Change every occurrence of "ring rule" to "fill rule" in the records below, and leave all other text unchanged.

= = = = =

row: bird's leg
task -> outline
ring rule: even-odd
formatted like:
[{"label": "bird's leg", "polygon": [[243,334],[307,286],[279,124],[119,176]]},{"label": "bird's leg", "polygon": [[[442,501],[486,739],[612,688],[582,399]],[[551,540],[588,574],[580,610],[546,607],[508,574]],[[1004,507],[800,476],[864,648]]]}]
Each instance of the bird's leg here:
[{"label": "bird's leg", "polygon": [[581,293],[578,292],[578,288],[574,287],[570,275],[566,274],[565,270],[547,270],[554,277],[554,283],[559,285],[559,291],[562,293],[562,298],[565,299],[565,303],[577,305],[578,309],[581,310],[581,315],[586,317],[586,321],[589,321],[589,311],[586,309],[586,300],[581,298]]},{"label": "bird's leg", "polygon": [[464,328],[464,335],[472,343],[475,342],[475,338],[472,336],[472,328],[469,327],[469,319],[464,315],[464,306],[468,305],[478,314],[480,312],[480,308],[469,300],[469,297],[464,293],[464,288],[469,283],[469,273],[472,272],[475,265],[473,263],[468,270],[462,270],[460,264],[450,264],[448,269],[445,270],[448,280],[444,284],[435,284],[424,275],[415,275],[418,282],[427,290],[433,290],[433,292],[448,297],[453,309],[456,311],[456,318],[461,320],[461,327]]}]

= = = = =

### WRITTEN RESPONSE
row: bird's leg
task -> outline
fill rule: even-odd
formatted like:
[{"label": "bird's leg", "polygon": [[243,334],[307,286],[279,124],[119,176]]},{"label": "bird's leg", "polygon": [[[442,501],[486,739],[612,688],[582,399]],[[551,540],[588,574],[580,610],[546,607],[508,574]],[[1004,507],[800,476],[864,648]]]}]
Each instance of the bird's leg here:
[{"label": "bird's leg", "polygon": [[581,293],[578,292],[578,288],[574,287],[570,275],[566,274],[565,270],[547,270],[554,277],[554,283],[559,285],[559,291],[562,293],[562,298],[565,299],[565,303],[577,305],[578,309],[581,310],[581,315],[586,317],[586,321],[589,321],[589,311],[586,309],[586,300],[581,298]]},{"label": "bird's leg", "polygon": [[464,328],[464,335],[472,343],[475,342],[475,338],[472,336],[472,328],[469,327],[469,319],[464,315],[464,306],[468,305],[478,314],[480,312],[480,308],[469,300],[469,297],[464,293],[464,288],[469,283],[469,273],[472,272],[475,265],[473,263],[468,270],[462,270],[460,264],[450,264],[448,269],[445,270],[448,280],[444,284],[435,284],[424,275],[415,275],[418,282],[427,290],[433,290],[433,292],[448,297],[453,309],[456,311],[456,318],[461,320],[461,327]]}]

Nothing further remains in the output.